**Yapılacaklar**:
#1 Komisyon konuşmasına göre aşağıdaki (a), (b) ve (c) ifadelerinin metinle uyuşup uyuşmadığını evet ya da hayır ile belirtiniz; her yanıtın yanına belirleyici sözleri metindeki hâliyle aktarınız.
(a) Anayasa değişikliği referandumda yüzde 52 küsurla kabul edilmiştir.
(b) Konuşmacının partisi, Anayasa değişikliğinin bütün maddelerini desteklemiştir.
(c) Cumhurbaşkanı, kanunla düzenlenmesi Anayasa'da hükme bağlanmış konularda kararname çıkarabilir.
#2 Komisyon konuşmasına dayanarak aşağıdaki soruları yanıtlayınız:
(a) Konuşmacının adının yanında hangi il belirtilmiştir?
(b) Meclis Başkanının gelmemesine gerekçe olarak işinin hangi ülkede olduğu söylenmiştir?
(c) Sabah sembolik olarak hangi konu tartışılmıştır?
#3 Komisyon konuşmasında konuşmacı, partisinin birçok maddesine karşı çıkmasına rağmen Anayasa'ya uygun hareket edilmesi gerektiğini hangi gerekçeyle söylemektedir?

**Verilen Metin**:

»»

KOMİSYON KONUŞMASI

MEHMET BEKAROĞLU (İstanbul) - Teşekkür ederim Sayın Başkan.

Değerli arkadaşlar, hepinizi saygıyla selamlıyorum.

Yürürlükte bir Anayasa var değerli arkadaşlarım. Anayasa'da son yapılan değişikliğin biz Cumhuriyet Halk Partisi olarak birçok maddesine karşı çıktık ama kabul edildi bu Anayasa, referandumdan geçti yüzde 52 küsurla. Dolayısıyla şu anda geçerlidir. Bu Anayasa'ya uygun şekilde hareket etmek durumundayız.

Şimdi, bu Anayasa'da, evet, Meclisin, Türkiye Büyük Millet Meclisinin etkinliği ciddi bir şekilde darbe aldı. Zaten biz buna karşı çıktık yani "Tek adam sistemi." dedik "Meclis devre dışı kalıyor birçok konularda." dedik, bunlara itiraz ettik, bunları meydanlarda konuştuk, tartıştık, Meclis kürsüsünden konuştuk, tartıştık ama netice itibarıyla çoğunluk kabul etti, referanduma gitti ve bu Anayasa geçerli.

Şimdi, bu Anayasa'ya uygun bir şekilde hareket etmemiz gerekiyor, Meclis hâlâ var arkadaşlar ve birçok konuda Meclisin yerine geçilemez. Örneğin, kanunla düzenlenmesi Anayasa'da hükme bağlanmış konularda Cumhurbaşkanı kararname çıkaramaz ama çıkarmaya devam ediyor değerli arkadaşlarım, enteresan bir şekilde çıkarmaya devam ediyor.

Şimdi, sabah sembolik olarak bir şey tartıştık "Türkiye Büyük Millet Meclisi Başkanı niçin bütçesini sunmaya gelmedi?" diye. İşte "Üst üste 4 keredir gelmiyor, 3 keredir gelmiyor." filan dedik. "Bu sembolik bir şey; işi var, Japonya'da." filan dendi. Doğrudur ama gelmiyor değerli arkadaşlarım, önemsemiyor, bundan önemli işi var. Özellikle de Meclisin etkinliğinin, itibarının tartışıldığı böyle bir dönemde bu Meclisin, Türkiye Büyük Millet Meclisinin Başkanı bu en önemli bütçesini tartışmaya gelmiyor, bu ciddi bir problem.

««

**Ham Kayıtlar**:

»»

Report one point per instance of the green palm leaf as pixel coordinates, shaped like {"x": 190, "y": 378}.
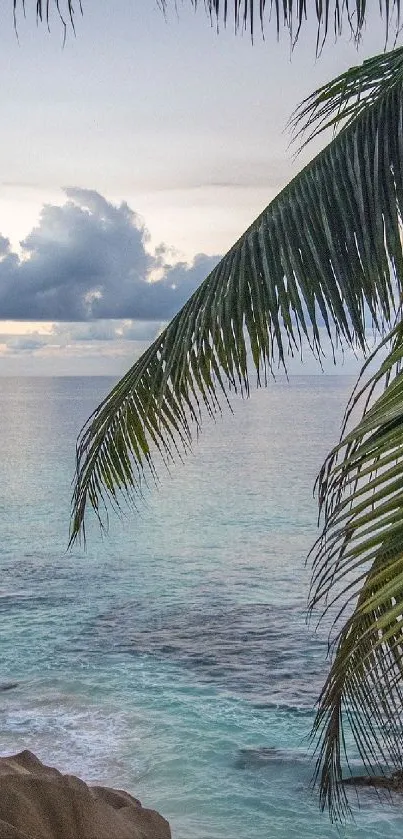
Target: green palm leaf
{"x": 343, "y": 99}
{"x": 289, "y": 15}
{"x": 322, "y": 254}
{"x": 359, "y": 565}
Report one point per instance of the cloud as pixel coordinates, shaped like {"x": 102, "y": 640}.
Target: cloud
{"x": 88, "y": 260}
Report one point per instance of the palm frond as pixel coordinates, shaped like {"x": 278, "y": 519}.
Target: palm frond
{"x": 359, "y": 565}
{"x": 321, "y": 255}
{"x": 344, "y": 98}
{"x": 329, "y": 15}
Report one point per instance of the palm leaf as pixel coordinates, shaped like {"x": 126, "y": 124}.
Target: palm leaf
{"x": 319, "y": 258}
{"x": 359, "y": 564}
{"x": 341, "y": 100}
{"x": 289, "y": 15}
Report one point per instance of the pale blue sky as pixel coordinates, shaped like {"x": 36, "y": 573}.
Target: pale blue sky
{"x": 184, "y": 125}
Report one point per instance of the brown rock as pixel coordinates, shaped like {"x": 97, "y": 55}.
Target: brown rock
{"x": 38, "y": 802}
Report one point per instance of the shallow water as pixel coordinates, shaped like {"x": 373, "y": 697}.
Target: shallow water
{"x": 172, "y": 658}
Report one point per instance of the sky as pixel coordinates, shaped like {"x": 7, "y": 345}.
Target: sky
{"x": 133, "y": 156}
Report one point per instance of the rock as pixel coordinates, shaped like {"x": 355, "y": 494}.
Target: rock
{"x": 38, "y": 802}
{"x": 392, "y": 782}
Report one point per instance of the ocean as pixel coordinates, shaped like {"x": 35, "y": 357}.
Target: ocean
{"x": 172, "y": 657}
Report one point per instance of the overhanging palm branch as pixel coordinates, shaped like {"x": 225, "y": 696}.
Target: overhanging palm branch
{"x": 358, "y": 567}
{"x": 290, "y": 15}
{"x": 322, "y": 257}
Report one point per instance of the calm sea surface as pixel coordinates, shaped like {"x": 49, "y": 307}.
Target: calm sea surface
{"x": 172, "y": 658}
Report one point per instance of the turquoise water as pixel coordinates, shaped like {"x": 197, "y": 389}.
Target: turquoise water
{"x": 172, "y": 658}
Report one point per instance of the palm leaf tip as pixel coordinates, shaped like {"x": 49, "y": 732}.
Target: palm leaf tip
{"x": 358, "y": 571}
{"x": 292, "y": 16}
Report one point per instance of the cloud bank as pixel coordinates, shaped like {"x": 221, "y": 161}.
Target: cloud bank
{"x": 88, "y": 260}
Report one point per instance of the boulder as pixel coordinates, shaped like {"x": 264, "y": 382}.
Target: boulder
{"x": 38, "y": 802}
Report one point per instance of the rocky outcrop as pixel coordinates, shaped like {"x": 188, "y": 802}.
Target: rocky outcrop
{"x": 392, "y": 782}
{"x": 38, "y": 802}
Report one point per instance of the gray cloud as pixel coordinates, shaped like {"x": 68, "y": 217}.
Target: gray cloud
{"x": 87, "y": 260}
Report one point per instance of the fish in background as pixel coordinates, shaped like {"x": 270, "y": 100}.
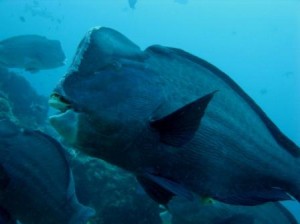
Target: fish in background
{"x": 212, "y": 212}
{"x": 31, "y": 52}
{"x": 132, "y": 3}
{"x": 178, "y": 123}
{"x": 5, "y": 217}
{"x": 36, "y": 183}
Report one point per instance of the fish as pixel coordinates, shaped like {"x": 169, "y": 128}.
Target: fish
{"x": 175, "y": 121}
{"x": 31, "y": 52}
{"x": 36, "y": 182}
{"x": 193, "y": 212}
{"x": 30, "y": 108}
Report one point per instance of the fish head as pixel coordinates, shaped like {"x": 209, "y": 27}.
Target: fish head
{"x": 104, "y": 106}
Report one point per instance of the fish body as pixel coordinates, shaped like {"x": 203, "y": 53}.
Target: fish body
{"x": 31, "y": 52}
{"x": 36, "y": 183}
{"x": 177, "y": 122}
{"x": 194, "y": 212}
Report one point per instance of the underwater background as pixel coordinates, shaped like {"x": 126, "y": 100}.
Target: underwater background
{"x": 257, "y": 43}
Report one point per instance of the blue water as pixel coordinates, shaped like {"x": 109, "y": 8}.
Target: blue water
{"x": 256, "y": 42}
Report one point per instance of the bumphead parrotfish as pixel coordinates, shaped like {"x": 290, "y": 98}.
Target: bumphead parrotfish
{"x": 31, "y": 52}
{"x": 36, "y": 183}
{"x": 175, "y": 121}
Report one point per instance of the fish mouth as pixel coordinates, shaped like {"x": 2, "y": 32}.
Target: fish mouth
{"x": 59, "y": 102}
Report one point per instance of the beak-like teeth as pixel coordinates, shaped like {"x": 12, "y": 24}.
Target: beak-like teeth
{"x": 56, "y": 101}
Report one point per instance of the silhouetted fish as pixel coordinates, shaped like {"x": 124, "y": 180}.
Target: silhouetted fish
{"x": 31, "y": 52}
{"x": 36, "y": 183}
{"x": 175, "y": 121}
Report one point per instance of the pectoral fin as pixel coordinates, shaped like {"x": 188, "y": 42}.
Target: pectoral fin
{"x": 179, "y": 127}
{"x": 161, "y": 189}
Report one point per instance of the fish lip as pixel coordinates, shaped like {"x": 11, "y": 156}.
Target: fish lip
{"x": 59, "y": 102}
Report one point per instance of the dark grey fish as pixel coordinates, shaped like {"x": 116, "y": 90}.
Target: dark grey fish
{"x": 31, "y": 52}
{"x": 177, "y": 122}
{"x": 213, "y": 212}
{"x": 36, "y": 183}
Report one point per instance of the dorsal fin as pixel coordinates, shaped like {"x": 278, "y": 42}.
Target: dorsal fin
{"x": 179, "y": 127}
{"x": 279, "y": 137}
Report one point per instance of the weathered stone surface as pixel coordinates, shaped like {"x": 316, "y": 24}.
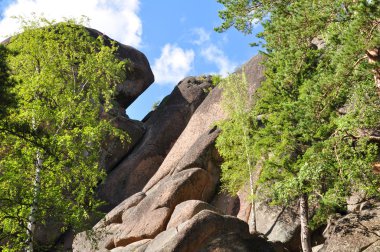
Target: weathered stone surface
{"x": 139, "y": 73}
{"x": 208, "y": 231}
{"x": 226, "y": 204}
{"x": 163, "y": 128}
{"x": 139, "y": 246}
{"x": 100, "y": 239}
{"x": 143, "y": 216}
{"x": 355, "y": 232}
{"x": 186, "y": 210}
{"x": 114, "y": 149}
{"x": 151, "y": 216}
{"x": 200, "y": 124}
{"x": 116, "y": 214}
{"x": 277, "y": 223}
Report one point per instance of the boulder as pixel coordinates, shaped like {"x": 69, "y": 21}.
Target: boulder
{"x": 139, "y": 73}
{"x": 186, "y": 210}
{"x": 114, "y": 150}
{"x": 278, "y": 224}
{"x": 203, "y": 120}
{"x": 209, "y": 231}
{"x": 139, "y": 246}
{"x": 163, "y": 128}
{"x": 152, "y": 215}
{"x": 355, "y": 232}
{"x": 152, "y": 212}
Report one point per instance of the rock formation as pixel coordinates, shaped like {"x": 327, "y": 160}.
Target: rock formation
{"x": 162, "y": 188}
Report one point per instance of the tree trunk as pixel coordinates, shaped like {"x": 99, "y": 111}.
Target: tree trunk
{"x": 304, "y": 216}
{"x": 252, "y": 220}
{"x": 32, "y": 216}
{"x": 373, "y": 56}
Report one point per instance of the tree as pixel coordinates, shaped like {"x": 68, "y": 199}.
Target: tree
{"x": 234, "y": 142}
{"x": 6, "y": 83}
{"x": 52, "y": 139}
{"x": 319, "y": 104}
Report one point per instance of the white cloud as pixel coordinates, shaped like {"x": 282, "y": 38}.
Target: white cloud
{"x": 116, "y": 18}
{"x": 203, "y": 36}
{"x": 215, "y": 55}
{"x": 173, "y": 65}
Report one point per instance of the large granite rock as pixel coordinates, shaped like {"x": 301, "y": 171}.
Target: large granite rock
{"x": 209, "y": 231}
{"x": 151, "y": 214}
{"x": 355, "y": 232}
{"x": 114, "y": 150}
{"x": 193, "y": 138}
{"x": 139, "y": 73}
{"x": 186, "y": 210}
{"x": 163, "y": 127}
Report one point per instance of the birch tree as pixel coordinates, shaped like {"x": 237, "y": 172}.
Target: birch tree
{"x": 320, "y": 103}
{"x": 51, "y": 141}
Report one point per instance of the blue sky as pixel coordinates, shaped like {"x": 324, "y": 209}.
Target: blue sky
{"x": 177, "y": 36}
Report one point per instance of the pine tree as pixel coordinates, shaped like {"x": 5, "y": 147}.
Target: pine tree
{"x": 51, "y": 141}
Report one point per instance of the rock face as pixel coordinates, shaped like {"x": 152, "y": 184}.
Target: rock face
{"x": 139, "y": 76}
{"x": 355, "y": 232}
{"x": 114, "y": 149}
{"x": 167, "y": 180}
{"x": 163, "y": 127}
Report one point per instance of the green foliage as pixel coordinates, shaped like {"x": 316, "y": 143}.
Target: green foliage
{"x": 315, "y": 68}
{"x": 6, "y": 83}
{"x": 234, "y": 142}
{"x": 65, "y": 82}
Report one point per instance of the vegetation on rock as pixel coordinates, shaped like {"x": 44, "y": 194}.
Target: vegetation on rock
{"x": 314, "y": 123}
{"x": 51, "y": 140}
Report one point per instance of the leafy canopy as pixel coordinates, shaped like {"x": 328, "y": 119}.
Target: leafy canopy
{"x": 65, "y": 81}
{"x": 319, "y": 104}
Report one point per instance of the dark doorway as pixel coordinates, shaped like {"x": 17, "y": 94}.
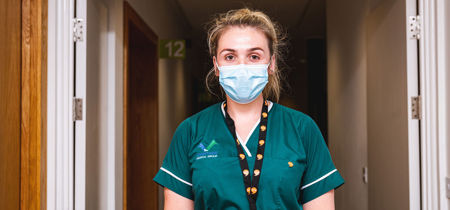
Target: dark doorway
{"x": 140, "y": 113}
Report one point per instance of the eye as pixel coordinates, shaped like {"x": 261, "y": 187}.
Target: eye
{"x": 254, "y": 57}
{"x": 229, "y": 57}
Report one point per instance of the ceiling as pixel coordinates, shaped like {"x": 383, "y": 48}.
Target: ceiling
{"x": 287, "y": 12}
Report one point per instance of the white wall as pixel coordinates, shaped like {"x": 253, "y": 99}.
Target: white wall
{"x": 164, "y": 19}
{"x": 368, "y": 101}
{"x": 347, "y": 98}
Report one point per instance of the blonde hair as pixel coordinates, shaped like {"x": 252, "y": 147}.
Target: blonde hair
{"x": 250, "y": 18}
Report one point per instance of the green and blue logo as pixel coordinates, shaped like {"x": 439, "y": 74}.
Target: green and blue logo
{"x": 206, "y": 153}
{"x": 206, "y": 149}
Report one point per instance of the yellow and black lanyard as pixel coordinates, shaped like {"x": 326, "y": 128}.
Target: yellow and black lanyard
{"x": 251, "y": 184}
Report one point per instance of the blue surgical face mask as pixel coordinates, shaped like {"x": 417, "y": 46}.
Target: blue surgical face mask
{"x": 243, "y": 83}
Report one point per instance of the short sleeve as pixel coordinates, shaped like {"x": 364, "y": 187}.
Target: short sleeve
{"x": 175, "y": 172}
{"x": 320, "y": 175}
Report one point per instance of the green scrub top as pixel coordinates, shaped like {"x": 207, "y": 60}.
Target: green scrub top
{"x": 202, "y": 162}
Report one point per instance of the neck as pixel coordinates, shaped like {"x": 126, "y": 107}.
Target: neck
{"x": 237, "y": 110}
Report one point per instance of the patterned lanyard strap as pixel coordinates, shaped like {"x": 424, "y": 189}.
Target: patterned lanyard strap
{"x": 251, "y": 184}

««

**Görev Yanıtları**:
#1
(a) Evet: "referandumdan geçti yüzde 52 küsurla"
(b) Hayır: "biz Cumhuriyet Halk Partisi olarak birçok maddesine karşı çıktık"
(c) Hayır: "kanunla düzenlenmesi Anayasa'da hükme bağlanmış konularda Cumhurbaşkanı kararname çıkaramaz"

#2
(a) İstanbul.
(b) Japonya.
(c) Türkiye Büyük Millet Meclisi Başkanının bütçesini sunmaya niçin gelmediği.

#3 Konuşmacıya göre Anayasa değişikliği kabul edilmiş ve referandumda yüzde 52 küsur oyla onaylanmıştır. Dolayısıyla bu Anayasa şu anda geçerlidir; bu nedenle ona uygun şekilde hareket edilmesi gerekmektedir.